__Given information__.
+++

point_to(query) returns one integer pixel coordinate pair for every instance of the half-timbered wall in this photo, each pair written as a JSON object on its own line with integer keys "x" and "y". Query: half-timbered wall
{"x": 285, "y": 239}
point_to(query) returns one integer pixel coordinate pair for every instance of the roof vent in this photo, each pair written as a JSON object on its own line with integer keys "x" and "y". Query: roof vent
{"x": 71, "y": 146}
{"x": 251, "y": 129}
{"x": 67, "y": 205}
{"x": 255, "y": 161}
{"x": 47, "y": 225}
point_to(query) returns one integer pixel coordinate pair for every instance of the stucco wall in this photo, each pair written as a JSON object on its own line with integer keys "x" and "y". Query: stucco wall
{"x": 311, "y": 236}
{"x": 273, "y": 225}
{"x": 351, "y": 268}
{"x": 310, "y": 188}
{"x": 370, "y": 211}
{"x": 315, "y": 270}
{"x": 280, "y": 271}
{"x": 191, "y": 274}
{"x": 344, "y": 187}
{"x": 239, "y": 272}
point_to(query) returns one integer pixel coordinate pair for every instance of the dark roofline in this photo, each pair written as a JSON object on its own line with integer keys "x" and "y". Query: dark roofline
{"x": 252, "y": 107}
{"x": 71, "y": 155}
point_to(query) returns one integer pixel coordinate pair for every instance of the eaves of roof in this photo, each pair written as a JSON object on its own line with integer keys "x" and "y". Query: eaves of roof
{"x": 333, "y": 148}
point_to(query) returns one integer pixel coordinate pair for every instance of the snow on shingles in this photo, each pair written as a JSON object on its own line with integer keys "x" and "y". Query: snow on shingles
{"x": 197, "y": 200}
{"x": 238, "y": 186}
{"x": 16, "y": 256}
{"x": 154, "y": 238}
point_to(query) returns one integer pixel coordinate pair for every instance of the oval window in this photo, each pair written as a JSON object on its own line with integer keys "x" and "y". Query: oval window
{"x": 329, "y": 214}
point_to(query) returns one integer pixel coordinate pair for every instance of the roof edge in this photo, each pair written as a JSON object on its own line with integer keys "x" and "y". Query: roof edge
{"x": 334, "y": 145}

+++

__Goal of the exercise__.
Copy the entries word for word. Leave nothing out.

__Answer for this exercise__.
point_to(query) returns one integer pixel coordinate pair for every instance of the half-timbered wall in this photo, each pair written as a JSON object on its own line with integer keys "x" and "y". Query: half-timbered wall
{"x": 285, "y": 239}
point_to(query) returns one integer pixel coordinate pair for every instance of the roof vent in this photo, each pair written as a JSON object on its own line with integer keys "x" and "y". Query: roof vent
{"x": 71, "y": 146}
{"x": 251, "y": 129}
{"x": 67, "y": 205}
{"x": 255, "y": 161}
{"x": 47, "y": 225}
point_to(query) returns one integer pixel coordinate pair for every instance of the stucco wall in this photo, each pair written as a JSON object on its own line with integer keys "x" and "y". Query: stucco wall
{"x": 311, "y": 236}
{"x": 273, "y": 225}
{"x": 351, "y": 268}
{"x": 310, "y": 188}
{"x": 370, "y": 211}
{"x": 315, "y": 270}
{"x": 280, "y": 271}
{"x": 191, "y": 274}
{"x": 344, "y": 187}
{"x": 239, "y": 272}
point_to(query) returns one integer pixel coordinate pair for every instance of the dark roofline in this photo, each pair written as a JSON object on its own line with integer keys "x" and "y". Query: dark roofline
{"x": 252, "y": 107}
{"x": 71, "y": 155}
point_to(query) returns one integer pixel coordinate pair for every instance of the eaves of roof in this photo, each pair written as a JSON object on its own line with integer keys "x" and "y". Query: eaves of roof
{"x": 333, "y": 148}
point_to(query) returns one integer pixel coordinate pair for every instance of the snow on shingles in this photo, each pair written as a JSON object on its own line with integer keys "x" and "y". Query: snow on shingles
{"x": 197, "y": 200}
{"x": 238, "y": 186}
{"x": 16, "y": 256}
{"x": 154, "y": 238}
point_to(query) returns one integer pixel coordinate pair for every instance of the oval window in this photo, each pair written as a JSON object on its own line with integer keys "x" and "y". Query: oval window
{"x": 329, "y": 214}
point_to(query) returns one integer pixel coordinate pair for every instance of the roof edge in this photo, each pair written as a JSON object on its own line with integer keys "x" and "y". Query: roof edge
{"x": 334, "y": 145}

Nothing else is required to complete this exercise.